Problem - Write the entries out again. Every character must match.

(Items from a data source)
——

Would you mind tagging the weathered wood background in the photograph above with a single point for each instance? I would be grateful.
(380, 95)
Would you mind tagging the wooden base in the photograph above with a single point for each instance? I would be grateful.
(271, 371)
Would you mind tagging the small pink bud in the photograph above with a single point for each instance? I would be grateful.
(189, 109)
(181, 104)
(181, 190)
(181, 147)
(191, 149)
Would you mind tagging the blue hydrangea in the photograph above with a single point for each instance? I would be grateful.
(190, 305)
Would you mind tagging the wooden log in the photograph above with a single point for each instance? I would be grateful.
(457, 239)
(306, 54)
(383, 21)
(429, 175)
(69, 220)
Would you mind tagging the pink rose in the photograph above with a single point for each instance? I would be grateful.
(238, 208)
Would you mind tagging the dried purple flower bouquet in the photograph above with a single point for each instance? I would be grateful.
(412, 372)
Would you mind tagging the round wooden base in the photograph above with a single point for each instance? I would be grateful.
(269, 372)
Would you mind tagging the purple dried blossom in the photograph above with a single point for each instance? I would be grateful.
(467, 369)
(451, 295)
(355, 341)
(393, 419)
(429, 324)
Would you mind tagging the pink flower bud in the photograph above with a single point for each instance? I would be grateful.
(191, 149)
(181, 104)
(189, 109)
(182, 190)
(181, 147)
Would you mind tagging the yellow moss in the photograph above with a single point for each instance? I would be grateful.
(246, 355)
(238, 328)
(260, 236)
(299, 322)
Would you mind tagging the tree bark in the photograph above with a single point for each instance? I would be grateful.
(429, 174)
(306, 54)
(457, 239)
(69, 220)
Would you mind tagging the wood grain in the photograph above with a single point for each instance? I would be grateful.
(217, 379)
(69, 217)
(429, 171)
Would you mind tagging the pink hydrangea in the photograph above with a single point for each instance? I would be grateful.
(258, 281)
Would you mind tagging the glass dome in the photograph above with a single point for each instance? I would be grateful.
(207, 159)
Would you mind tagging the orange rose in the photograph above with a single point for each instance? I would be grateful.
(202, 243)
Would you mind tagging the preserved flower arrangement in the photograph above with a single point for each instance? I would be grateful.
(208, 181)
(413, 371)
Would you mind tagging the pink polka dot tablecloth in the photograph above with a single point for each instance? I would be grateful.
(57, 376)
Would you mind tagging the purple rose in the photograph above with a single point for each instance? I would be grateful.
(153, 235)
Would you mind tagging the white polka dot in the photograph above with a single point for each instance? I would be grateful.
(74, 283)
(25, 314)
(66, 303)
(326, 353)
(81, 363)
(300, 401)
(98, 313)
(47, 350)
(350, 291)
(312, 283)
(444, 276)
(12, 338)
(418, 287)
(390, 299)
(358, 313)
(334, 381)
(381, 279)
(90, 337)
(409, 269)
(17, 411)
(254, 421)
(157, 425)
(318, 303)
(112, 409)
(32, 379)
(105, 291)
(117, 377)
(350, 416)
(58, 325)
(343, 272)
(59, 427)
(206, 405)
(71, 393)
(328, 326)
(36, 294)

——

Task output -
Would you mind tagging the weathered wood background in the photograph above with a single point for each instance? I would be grateful.
(380, 95)
Would you mind tagging the wooden base in the photograph above with a single point for each instance? I would be grateful.
(271, 371)
Would you mind tagging the small pink bud in the photograph above with a single point for each instance? I would be grateful.
(189, 109)
(181, 104)
(181, 190)
(181, 147)
(191, 149)
Would you mind tagging the blue hydrangea in the photograph above with a single point for each instance? I would be grateful.
(190, 305)
Would you mind tagging the wooden log in the photograph above with a single point for each instance? I would be grateful.
(457, 239)
(306, 54)
(383, 21)
(429, 175)
(69, 220)
Would you mind tagging the pink rose in the photograph above with a single point for each instance? I would be grateful.
(238, 208)
Would you mind tagging the dried purple flower bouquet in the photograph above with a single point for each instance? I would be grateful.
(412, 372)
Would you mind tagging the round wooden base in the photograph above with a single point for each instance? I would be grateful.
(269, 372)
Would you mind tagging the purple dried blossom in the photograph above with a single point for each instance? I would be grateful.
(467, 369)
(451, 295)
(355, 341)
(393, 419)
(429, 324)
Would you mind tagging the pink flower bud in the photograph above with a single point for each instance? I would be grateful.
(191, 149)
(181, 104)
(189, 109)
(182, 190)
(181, 147)
Would you mind tagging the yellow moss in the photograph above with a single point for each instance? I would be grateful.
(246, 355)
(238, 328)
(260, 236)
(299, 322)
Would you mind tagging the tree bark in the photograph above with a single point for each instance? I would be grateful.
(429, 174)
(306, 54)
(457, 239)
(69, 220)
Would you mind tagging the wood grain in the photograph above with a single point for each instance? I would be grateful.
(217, 379)
(69, 217)
(429, 171)
Would you mind tagging the pink hydrangea in the photograph above with a single point for each instance? I would be grateful.
(258, 281)
Would you mind tagging the glass dome in the photograph above with a single point for each instance? I would be grateful.
(207, 159)
Would you mind tagging the orange rose in the photograph above with a single point for each instance? I would be grateful.
(202, 243)
Would you mind tagging the preserved flower arrangement in the photograph above with a single point for each instance? I would be grateful.
(208, 181)
(413, 371)
Would you mind tagging the pink polka dot tablecloth in the photograph above with a single point for each instance? I would be grateful.
(57, 376)
Would you mind tagging the purple rose in the photograph above with a single point for each instance? I would be grateful.
(153, 235)
Would you mind tagging the white polka dot in the photograph above with a single point for each instance? I would be grateful.
(74, 283)
(25, 314)
(66, 303)
(326, 353)
(81, 363)
(300, 401)
(98, 313)
(47, 350)
(350, 291)
(312, 283)
(444, 276)
(12, 338)
(418, 287)
(390, 299)
(358, 313)
(334, 381)
(381, 279)
(90, 337)
(409, 269)
(17, 411)
(254, 421)
(157, 425)
(318, 303)
(112, 409)
(32, 379)
(105, 291)
(117, 377)
(350, 416)
(58, 325)
(343, 272)
(59, 427)
(206, 405)
(71, 393)
(328, 326)
(36, 294)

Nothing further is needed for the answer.